#### Passage given:
Q&A with Professor Rojas, 2015′s My Last Lecture Award Recipient

Randall Rojas’ teaching ability may inspire students in a way beyond the scope of most instructors at UCLA, but the decor in his Bunche Hall office is as unexciting and ordinary as most professors’: a shelf of books, a metal filing cabinet, a desktop monitor. Awarded this year’s My Last Lecture Award, the only faculty award chosen by students, Rojas is famous for his varied academic interests: from pursuing a doctorate degree in physics at Drexel University to teaching statistics, cosmology and currently, economics. His biography states he enjoys canyoneering and spending time with his family, and it also gives an overview of his educational pathway from beginning college at 15 to the completion of his doctorate degree at Drexel University.

At the same time, biographies don’t capture everything. Curious to learn more, I sat down for a quick chat with professor Rojas to go beyond what a quick skim of the My Last Lecture page could gleam. How did this man who moved easily between the subjects of physics and economics, but still made time to be an excellent teacher, come to be?

Is there anything about you that you feel isn’t accurately represented in your autobiography? I am actually very accessible, and I feel like students don’t realize that until they come to office hours. With 400 students in a course, it can be very difficult to feel comfortable (in speaking to me). I do ask and do try to remember names. Students are often surprised when I remember little details, like them getting their wisdom teeth removed the week before. All in all, I am quite approachable and actually pretty silly. Maybe they get some of that from class too? (In class), I try to not be as serious and make for a relaxed learning environment.

#### Entries supplied:

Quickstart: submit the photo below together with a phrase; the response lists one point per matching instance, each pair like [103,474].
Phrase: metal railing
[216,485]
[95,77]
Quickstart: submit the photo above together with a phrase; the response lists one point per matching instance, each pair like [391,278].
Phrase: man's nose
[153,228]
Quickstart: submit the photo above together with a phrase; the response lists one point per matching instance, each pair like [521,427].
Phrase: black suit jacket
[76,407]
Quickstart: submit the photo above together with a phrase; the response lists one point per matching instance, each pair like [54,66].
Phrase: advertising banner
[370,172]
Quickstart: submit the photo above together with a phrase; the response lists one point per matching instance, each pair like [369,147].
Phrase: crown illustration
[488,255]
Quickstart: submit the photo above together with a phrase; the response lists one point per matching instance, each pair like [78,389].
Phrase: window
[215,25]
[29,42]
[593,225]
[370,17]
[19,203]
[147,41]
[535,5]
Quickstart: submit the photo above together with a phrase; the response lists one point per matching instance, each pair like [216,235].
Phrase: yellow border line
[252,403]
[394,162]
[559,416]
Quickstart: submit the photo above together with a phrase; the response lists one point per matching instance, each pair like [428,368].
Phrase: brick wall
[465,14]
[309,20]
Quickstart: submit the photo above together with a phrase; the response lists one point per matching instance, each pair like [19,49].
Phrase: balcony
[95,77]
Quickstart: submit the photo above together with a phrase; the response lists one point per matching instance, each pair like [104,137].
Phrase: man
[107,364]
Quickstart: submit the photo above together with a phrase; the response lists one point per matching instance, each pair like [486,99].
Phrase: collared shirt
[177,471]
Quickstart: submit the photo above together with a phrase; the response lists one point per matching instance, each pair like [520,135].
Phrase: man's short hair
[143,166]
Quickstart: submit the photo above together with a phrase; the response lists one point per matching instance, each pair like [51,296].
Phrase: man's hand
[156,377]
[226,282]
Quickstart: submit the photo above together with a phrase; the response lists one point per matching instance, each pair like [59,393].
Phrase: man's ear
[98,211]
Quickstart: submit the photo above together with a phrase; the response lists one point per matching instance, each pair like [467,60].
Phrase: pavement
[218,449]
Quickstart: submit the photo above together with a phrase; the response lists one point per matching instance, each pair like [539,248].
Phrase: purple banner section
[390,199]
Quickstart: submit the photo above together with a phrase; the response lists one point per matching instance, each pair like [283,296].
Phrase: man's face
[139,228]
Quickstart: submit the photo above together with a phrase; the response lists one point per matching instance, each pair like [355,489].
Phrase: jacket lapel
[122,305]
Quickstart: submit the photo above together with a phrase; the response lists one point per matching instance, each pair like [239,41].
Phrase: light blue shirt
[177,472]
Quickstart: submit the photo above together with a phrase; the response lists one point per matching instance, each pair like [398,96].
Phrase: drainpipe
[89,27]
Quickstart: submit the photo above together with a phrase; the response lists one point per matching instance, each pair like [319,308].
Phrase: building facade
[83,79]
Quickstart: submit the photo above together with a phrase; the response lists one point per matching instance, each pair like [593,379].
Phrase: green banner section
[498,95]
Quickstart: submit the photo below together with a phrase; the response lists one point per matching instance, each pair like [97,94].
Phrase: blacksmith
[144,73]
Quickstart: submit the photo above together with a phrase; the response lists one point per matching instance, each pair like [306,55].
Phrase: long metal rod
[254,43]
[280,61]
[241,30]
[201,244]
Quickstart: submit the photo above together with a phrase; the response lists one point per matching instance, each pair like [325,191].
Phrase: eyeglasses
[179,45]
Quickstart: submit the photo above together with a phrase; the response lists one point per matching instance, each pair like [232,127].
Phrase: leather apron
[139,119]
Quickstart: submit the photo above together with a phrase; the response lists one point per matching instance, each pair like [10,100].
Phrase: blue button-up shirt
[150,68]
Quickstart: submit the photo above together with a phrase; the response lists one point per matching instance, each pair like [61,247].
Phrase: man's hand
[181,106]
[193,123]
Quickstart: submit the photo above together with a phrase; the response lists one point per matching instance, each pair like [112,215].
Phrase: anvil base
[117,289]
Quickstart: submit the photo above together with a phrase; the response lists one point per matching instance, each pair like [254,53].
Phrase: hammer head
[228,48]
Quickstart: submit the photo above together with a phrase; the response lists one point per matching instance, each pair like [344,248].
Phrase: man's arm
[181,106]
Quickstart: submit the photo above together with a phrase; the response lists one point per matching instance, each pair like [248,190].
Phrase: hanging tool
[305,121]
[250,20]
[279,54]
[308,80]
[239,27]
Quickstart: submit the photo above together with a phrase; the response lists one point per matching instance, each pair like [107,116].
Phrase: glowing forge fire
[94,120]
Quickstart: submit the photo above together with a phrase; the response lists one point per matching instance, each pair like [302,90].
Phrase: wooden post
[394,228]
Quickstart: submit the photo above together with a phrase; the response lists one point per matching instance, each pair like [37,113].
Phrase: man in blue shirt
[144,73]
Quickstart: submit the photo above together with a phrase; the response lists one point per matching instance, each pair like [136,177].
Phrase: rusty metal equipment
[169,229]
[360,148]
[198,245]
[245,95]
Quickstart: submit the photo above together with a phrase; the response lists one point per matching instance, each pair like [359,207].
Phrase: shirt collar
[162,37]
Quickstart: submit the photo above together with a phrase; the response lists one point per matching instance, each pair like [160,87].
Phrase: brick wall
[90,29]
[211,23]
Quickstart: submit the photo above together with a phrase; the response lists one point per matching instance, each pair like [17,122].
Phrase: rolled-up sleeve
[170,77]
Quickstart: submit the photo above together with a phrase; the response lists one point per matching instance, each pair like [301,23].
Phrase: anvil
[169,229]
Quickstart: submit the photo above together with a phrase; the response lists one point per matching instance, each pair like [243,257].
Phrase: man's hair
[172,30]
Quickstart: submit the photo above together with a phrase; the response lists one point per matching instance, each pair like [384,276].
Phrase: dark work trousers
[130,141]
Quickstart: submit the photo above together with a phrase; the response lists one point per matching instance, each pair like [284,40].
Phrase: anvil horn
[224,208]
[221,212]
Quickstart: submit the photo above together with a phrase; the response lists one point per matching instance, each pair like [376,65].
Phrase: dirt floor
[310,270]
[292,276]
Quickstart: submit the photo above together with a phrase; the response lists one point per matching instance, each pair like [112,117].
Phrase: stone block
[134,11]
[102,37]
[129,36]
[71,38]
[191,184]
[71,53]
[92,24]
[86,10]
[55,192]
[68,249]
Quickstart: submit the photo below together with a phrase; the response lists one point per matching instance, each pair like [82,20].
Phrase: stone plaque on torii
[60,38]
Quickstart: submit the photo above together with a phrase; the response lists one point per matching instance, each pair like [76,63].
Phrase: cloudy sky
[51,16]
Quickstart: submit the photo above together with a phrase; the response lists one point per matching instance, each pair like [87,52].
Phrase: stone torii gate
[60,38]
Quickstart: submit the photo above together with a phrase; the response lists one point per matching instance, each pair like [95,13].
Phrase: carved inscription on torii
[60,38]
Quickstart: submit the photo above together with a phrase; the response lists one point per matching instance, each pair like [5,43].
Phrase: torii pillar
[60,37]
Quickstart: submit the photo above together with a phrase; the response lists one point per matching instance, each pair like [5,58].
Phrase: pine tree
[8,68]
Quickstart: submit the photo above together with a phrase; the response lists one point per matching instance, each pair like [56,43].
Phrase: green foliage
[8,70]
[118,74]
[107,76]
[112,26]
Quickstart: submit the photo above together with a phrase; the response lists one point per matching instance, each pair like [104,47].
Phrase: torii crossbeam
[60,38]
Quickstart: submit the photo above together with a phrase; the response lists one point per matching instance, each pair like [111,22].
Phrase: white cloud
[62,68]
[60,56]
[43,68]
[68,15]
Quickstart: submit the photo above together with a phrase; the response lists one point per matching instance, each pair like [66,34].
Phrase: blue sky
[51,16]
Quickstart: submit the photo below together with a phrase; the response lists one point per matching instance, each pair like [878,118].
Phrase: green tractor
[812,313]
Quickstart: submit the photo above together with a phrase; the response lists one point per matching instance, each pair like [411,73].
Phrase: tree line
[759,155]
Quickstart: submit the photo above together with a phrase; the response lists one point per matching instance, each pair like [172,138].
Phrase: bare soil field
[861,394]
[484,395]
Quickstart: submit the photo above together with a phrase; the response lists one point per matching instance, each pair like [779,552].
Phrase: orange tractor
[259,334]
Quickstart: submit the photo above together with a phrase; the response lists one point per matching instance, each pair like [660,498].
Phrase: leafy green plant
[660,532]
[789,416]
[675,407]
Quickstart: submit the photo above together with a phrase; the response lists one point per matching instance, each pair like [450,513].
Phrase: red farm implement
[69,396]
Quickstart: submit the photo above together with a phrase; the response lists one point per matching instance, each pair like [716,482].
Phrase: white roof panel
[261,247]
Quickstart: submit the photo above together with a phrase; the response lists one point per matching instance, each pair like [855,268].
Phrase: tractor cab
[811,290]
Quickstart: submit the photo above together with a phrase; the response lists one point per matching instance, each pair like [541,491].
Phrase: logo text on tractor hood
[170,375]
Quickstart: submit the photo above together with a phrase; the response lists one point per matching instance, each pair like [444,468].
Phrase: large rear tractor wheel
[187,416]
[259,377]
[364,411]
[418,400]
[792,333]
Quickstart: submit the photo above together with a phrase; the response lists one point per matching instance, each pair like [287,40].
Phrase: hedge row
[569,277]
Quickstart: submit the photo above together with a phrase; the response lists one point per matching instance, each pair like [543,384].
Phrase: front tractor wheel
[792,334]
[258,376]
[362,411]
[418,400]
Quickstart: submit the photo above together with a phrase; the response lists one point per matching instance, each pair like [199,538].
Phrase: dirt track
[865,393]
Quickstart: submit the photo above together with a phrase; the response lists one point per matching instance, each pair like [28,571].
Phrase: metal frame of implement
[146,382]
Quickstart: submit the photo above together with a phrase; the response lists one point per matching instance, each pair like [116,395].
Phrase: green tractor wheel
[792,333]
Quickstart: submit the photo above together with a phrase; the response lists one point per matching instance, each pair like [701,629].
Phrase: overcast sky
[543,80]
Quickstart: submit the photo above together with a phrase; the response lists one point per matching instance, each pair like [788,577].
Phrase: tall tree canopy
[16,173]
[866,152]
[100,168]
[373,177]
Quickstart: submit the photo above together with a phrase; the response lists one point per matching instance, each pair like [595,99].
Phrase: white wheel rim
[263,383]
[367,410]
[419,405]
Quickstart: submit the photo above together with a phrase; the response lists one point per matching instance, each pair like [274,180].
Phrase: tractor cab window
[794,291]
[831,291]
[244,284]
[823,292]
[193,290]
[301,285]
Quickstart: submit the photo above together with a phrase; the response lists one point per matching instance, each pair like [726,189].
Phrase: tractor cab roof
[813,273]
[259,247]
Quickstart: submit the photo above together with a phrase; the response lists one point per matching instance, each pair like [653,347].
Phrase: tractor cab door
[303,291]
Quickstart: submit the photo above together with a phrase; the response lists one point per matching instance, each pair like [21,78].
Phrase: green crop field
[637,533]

#### What the task requires:
Please set down the whole Q&A with Professor Rojas above, word for word from its title to its last line.

#### Finished answer:
Q&A with Professor Rojas, 2015′s My Last Lecture Award Recipient

Randall Rojas’ teaching ability may inspire students in a way beyond the scope of most instructors at UCLA, but the decor in his Bunche Hall office is as unexciting and ordinary as most professors’: a shelf of books, a metal filing cabinet, a desktop monitor. Awarded this year’s My Last Lecture Award, the only faculty award chosen by students, Rojas is famous for his varied academic interests: from pursuing a doctorate degree in physics at Drexel University to teaching statistics, cosmology and currently, economics. His biography states he enjoys canyoneering and spending time with his family, and it also gives an overview of his educational pathway from beginning college at 15 to the completion of his doctorate degree at Drexel University.

At the same time, biographies don’t capture everything. Curious to learn more, I sat down for a quick chat with professor Rojas to go beyond what a quick skim of the My Last Lecture page could gleam. How did this man who moved easily between the subjects of physics and economics, but still made time to be an excellent teacher, come to be?

Is there anything about you that you feel isn’t accurately represented in your autobiography? I am actually very accessible, and I feel like students don’t realize that until they come to office hours. With 400 students in a course, it can be very difficult to feel comfortable (in speaking to me). I do ask and do try to remember names. Students are often surprised when I remember little details, like them getting their wisdom teeth removed the week before. All in all, I am quite approachable and actually pretty silly. Maybe they get some of that from class too? (In class), I try to not be as serious and make for a relaxed learning environment.